═════ RECORDS SHOWN ═════
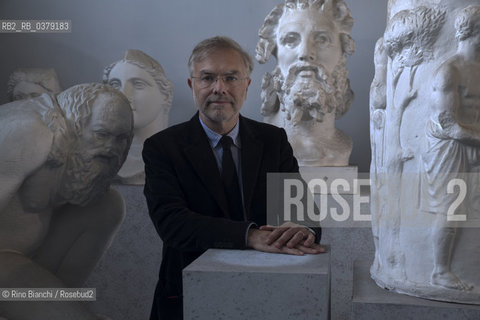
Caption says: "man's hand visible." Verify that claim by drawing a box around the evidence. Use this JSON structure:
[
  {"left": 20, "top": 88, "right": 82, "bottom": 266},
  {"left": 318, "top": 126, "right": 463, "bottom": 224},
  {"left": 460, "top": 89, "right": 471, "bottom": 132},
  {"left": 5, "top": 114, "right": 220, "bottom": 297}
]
[
  {"left": 260, "top": 222, "right": 322, "bottom": 248},
  {"left": 247, "top": 224, "right": 325, "bottom": 255}
]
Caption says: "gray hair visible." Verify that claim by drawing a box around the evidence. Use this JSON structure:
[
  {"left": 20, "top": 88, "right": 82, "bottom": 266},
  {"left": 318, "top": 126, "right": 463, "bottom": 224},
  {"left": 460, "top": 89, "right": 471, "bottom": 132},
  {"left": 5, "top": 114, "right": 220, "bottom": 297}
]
[
  {"left": 103, "top": 49, "right": 173, "bottom": 106},
  {"left": 255, "top": 0, "right": 355, "bottom": 63},
  {"left": 7, "top": 68, "right": 61, "bottom": 101},
  {"left": 188, "top": 36, "right": 253, "bottom": 76},
  {"left": 455, "top": 5, "right": 480, "bottom": 41}
]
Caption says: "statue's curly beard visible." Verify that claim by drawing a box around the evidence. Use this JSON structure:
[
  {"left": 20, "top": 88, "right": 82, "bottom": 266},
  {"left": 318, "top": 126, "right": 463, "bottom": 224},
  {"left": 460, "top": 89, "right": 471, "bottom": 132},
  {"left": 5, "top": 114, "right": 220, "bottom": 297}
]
[
  {"left": 59, "top": 150, "right": 122, "bottom": 206},
  {"left": 279, "top": 63, "right": 334, "bottom": 126}
]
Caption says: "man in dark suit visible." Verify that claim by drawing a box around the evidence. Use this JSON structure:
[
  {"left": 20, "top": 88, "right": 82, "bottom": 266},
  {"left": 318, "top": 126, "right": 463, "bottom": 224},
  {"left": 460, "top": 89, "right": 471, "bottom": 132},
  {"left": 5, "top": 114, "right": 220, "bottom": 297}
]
[{"left": 143, "top": 37, "right": 324, "bottom": 320}]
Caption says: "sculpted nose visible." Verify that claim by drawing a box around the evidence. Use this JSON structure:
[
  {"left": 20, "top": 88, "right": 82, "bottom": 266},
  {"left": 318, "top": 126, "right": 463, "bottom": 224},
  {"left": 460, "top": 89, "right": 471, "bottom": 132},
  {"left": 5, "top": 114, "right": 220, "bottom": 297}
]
[
  {"left": 121, "top": 85, "right": 135, "bottom": 110},
  {"left": 298, "top": 41, "right": 315, "bottom": 62}
]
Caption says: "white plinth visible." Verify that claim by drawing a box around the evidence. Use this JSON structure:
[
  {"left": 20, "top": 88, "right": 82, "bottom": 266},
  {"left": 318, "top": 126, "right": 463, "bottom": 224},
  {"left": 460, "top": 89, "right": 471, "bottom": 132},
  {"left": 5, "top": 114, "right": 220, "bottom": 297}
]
[
  {"left": 351, "top": 261, "right": 480, "bottom": 320},
  {"left": 183, "top": 249, "right": 330, "bottom": 320}
]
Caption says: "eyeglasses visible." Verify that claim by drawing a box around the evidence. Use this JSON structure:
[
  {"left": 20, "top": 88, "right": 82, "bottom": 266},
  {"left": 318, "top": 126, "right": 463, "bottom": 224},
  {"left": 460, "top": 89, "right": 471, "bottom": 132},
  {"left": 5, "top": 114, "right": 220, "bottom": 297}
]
[{"left": 191, "top": 74, "right": 248, "bottom": 89}]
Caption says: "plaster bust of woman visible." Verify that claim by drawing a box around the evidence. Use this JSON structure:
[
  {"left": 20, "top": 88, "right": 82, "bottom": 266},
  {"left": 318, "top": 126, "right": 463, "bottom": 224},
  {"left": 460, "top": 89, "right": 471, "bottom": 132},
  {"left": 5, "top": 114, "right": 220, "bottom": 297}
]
[{"left": 103, "top": 49, "right": 173, "bottom": 185}]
═════
[EXERCISE AIM] Report how many lines of the records contain the word "visible". Give only the number.

[WRITTEN ANSWER] 8